● Stated exercise: List each line in the rows below that contains the word "toasted".

======== Data section ========

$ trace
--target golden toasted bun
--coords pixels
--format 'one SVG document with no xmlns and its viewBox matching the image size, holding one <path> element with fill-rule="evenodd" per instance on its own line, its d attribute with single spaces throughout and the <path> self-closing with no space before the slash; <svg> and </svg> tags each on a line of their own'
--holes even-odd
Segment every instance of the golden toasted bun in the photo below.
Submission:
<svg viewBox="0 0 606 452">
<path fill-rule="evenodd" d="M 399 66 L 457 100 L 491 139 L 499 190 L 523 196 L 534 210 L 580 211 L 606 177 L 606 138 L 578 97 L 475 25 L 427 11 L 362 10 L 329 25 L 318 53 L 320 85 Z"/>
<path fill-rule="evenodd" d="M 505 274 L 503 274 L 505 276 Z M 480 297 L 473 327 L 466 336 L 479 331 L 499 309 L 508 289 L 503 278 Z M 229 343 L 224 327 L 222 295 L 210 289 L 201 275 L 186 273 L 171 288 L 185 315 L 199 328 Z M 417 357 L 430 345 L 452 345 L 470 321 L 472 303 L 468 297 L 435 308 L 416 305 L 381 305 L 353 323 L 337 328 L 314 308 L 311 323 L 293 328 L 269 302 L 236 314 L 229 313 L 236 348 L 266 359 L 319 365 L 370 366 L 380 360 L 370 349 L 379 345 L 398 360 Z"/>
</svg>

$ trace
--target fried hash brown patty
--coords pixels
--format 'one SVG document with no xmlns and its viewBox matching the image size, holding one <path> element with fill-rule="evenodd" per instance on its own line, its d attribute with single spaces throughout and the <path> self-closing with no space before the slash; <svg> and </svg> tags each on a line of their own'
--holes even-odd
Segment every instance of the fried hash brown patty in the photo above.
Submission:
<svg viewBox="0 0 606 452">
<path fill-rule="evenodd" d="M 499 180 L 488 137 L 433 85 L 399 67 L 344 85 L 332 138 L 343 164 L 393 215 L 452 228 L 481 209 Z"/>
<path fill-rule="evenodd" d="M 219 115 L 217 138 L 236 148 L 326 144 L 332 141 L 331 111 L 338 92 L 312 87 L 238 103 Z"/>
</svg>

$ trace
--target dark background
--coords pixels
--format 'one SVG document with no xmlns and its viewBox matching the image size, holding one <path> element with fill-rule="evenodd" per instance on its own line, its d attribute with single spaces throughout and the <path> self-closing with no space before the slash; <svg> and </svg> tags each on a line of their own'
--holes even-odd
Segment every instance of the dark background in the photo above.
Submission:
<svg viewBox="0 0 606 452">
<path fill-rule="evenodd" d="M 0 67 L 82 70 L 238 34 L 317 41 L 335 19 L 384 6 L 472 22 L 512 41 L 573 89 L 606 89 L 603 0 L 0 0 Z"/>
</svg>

========

● Solved exercise:
--target golden toasted bun
Segment every instance of the golden toasted bun in the photo below.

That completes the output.